Is there a difference between "multiple states" and "multiple possibilities for position and velocity". I'm not trying to debate the issue, I just don't see the distinction you're making.
Some, including Einstein didn't like the random nature of that.
True, and if you go by modern mainstream physics, that was one of the times Einstein was wrong. He spent the last 30 years of his life trying to disprove it and he failed. Though with fun like the EPR paradox he unintentionally did a spectacularly good job of adding support to that random nature.
Remember that there's a "you" in each one of them, and each "you" could ask the same question.
Right, this is the anthropic principle, though I'm not clear what that has to do with what I was talking about. All I said was by the time "you" are "you", the wave function has already collapsed.
For other reasons, I've been suggesting a probably broader set of possibility worlds, some perhaps with entirely different physical laws
This is quite possible, but now you're the one who's saying Einstein is wrong (and attacking his theory of relativity), since he assumed all inertial frames have the same properties. I'm not disagreeing with your idea here since I tend to agree. I'm just saying you can't cite Einstein as gospel in one place and then disagree where it suits you.

- [Excerpted data]

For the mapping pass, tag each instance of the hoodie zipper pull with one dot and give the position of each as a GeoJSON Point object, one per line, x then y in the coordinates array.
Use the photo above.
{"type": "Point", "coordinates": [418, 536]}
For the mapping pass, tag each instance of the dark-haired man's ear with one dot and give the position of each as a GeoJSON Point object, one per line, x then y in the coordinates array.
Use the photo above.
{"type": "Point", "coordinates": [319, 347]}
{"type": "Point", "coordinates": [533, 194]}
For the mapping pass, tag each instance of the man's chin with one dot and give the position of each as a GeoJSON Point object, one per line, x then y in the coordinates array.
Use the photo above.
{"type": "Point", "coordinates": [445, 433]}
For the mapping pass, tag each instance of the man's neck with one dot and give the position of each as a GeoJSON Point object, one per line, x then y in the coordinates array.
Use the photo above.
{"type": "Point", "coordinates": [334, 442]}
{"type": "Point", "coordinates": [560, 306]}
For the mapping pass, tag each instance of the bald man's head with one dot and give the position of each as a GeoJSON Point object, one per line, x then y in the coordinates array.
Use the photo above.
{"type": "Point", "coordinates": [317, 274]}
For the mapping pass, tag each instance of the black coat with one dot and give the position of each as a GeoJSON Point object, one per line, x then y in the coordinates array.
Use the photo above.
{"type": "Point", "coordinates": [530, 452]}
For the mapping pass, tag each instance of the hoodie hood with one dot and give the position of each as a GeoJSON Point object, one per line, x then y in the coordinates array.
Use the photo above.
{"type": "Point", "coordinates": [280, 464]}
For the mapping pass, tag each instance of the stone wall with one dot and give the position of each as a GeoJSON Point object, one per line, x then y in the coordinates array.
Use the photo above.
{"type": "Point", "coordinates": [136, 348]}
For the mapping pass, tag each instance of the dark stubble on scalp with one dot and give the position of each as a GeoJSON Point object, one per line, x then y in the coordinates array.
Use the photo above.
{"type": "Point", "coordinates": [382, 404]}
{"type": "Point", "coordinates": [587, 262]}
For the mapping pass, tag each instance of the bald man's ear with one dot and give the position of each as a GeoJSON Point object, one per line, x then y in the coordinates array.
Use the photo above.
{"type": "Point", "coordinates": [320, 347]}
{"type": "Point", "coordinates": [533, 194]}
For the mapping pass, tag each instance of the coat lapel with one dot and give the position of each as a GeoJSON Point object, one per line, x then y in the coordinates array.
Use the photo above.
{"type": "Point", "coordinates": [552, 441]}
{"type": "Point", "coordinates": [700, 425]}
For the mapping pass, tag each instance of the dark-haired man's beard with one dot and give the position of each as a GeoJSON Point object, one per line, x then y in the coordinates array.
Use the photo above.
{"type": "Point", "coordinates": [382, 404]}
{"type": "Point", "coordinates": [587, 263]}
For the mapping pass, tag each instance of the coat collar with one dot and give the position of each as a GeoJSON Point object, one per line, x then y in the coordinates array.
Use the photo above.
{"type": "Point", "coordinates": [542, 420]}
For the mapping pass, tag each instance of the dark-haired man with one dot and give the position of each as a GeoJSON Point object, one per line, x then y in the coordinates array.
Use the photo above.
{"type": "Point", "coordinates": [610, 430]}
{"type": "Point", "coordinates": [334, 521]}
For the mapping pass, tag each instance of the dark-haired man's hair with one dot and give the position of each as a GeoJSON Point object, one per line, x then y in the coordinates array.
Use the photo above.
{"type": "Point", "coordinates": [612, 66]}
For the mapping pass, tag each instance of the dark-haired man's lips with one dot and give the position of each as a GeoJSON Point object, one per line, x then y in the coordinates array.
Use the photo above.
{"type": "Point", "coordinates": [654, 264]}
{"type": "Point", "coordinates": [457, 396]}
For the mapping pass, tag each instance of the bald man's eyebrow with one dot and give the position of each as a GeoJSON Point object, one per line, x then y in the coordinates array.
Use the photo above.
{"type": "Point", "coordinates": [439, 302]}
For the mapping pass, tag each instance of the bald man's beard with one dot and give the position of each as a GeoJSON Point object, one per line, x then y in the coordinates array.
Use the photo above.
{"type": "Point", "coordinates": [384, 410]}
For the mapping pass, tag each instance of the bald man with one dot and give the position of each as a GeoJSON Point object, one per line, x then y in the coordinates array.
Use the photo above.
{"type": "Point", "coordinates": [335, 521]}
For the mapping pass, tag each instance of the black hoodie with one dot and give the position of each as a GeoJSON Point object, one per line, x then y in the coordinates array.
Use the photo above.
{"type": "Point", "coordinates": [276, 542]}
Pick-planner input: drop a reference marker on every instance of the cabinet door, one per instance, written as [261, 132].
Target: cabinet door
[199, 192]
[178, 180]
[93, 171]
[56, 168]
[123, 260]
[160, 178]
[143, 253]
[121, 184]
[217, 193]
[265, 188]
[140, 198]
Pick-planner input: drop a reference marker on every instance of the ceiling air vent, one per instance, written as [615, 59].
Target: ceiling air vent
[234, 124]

- [What this exercise asks]
a - Write out the part of the physics discussion from "Right, this is" up to and including "has already collapsed.", word for word.
b - Extend the physics discussion past its last sentence.
The records have nothing to do with the physics discussion.

- [Per-task outputs]
a -
Right, this is the anthropic principle, though I'm not clear what that has to do with what I was talking about. All I said was by the time "you" are "you", the wave function has already collapsed.

b -
But, the individual you does, in the following sense: Speaking of "you", this time, as the individual you, your preferences, wishes, instincts, etc. are all recorded in the brain, and of course they _do_ influence what the brain does.
Is it that way or the other way around? The way your brain is wired determines your preferences, wishes, instincts, etc. Don't you choose as you do because of how your brain is already configured?
Likewise, what would it mean to say that you, as experiencer, as the implied subject of the from-the-inside view of a biological organism, are a physical thing?
Yes, and maybe we're just harmonic vibrations on strings in the substructure of the universe, while at the same time those strings don't even exist. So then none of us or the universe exists in any real sense. Then the whole universe is no more real than a thought that never happened. (This is pretty much in line with what you said, only taking it a bit further).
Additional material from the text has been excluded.